QUESTIONS ON THE MATERIAL.
**1.** Summarize the election commentary in two sentences.
**2.** Copy the election commentary word for word, from "West called the" through "public opinion experiment.", inclusive.

[Opening PAGE EXTRACT section]

Try as they may, liberal Democrats can't
attribute their heavy loss in this election to the hanky panky
Republicans used in Florida in 2000. Yes, some voting machines
didn't work, some voters had to jump through hoops to find their
polling place and others found the punch-out instrument too dull
to pierce the paper. But these explanations are insufficient
to explain the overwhelming loss for Governor Gray Davis and
the impressive tally for Arnold Schwarzenegger.
Rather, Democrats should go back to the
world of fiction for their insight. The descendents of Californians
described in 1939 by novelist Nathanael West in The Day of the
Locust have now put into office a man who hobnobbed with the
very oil thieves (like former ENRON CEO Ken Lay) who stole billions
from the state to help get Californians into the current mess.
West called the Hollywood residents "savage and bitter,
especially the middle aged and the old... made so by boredom
and disappointment."
I did my own little public opinion experiment.
On election day, the following conversation took place between
middle aged Hispanic women. "Hey," said one housewife,
"Arnoldo can pinch my nalgas if he wants. It's more than
my husband does these days. But I need the $130 we'll have to
shell out for the car tax."

[Closing PAGE EXTRACT section]
[Opening DATASET EXTRACT section]

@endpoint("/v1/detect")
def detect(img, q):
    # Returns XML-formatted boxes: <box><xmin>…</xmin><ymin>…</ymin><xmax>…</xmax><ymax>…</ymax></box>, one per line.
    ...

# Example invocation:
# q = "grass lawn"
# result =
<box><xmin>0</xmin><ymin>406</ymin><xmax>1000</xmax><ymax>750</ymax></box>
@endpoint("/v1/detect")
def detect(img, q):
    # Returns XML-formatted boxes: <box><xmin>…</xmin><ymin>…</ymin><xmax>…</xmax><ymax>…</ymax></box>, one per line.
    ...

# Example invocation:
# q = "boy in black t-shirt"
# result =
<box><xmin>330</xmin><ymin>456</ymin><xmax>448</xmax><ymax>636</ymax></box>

[Closing DATASET EXTRACT section]

REPLIES.
**1.** Liberal Democrats can't blame their heavy loss on Republican hanky panky like Florida's in 2000 or on faulty voting machines, since these can't account for Governor Gray Davis's overwhelming defeat and Arnold Schwarzenegger's impressive tally. Instead, they should look to Nathanael West's 1939 novel The Day of the Locust, whose "savage and bitter" Californians have descendants who elected a man who hobnobbed with oil thieves like Ken Lay, who stole billions from the state.

**2.**
West called the Hollywood residents "savage and bitter,
especially the middle aged and the old... made so by boredom
and disappointment."
I did my own little public opinion experiment.